» Task statement
Transcribe the lines of the records below, reproducing every character without alteration.

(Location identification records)

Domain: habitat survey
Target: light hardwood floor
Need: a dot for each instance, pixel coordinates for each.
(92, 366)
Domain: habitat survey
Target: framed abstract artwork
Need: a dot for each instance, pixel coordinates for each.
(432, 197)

» Answer to this exercise
Domain: habitat survey
Target: light hardwood floor
Need: a dot for each instance, pixel coordinates for each.
(92, 366)
Domain: habitat survey
Target: framed abstract artwork
Need: a dot for each instance, pixel coordinates for each.
(432, 197)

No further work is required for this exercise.